▸ Provided records:
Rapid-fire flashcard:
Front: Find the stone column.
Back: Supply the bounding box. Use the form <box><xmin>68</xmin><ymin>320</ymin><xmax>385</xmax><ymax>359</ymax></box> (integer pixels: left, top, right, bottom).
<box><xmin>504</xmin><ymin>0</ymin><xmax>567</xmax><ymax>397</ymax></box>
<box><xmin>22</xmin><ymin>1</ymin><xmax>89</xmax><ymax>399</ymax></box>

▸ Your objective:
The reply should hold only the lines from the beginning of the listing above through the line with "Front: Find the stone column.", each one written exactly as it appears.

▸ Exercise output:
Rapid-fire flashcard:
Front: Find the stone column.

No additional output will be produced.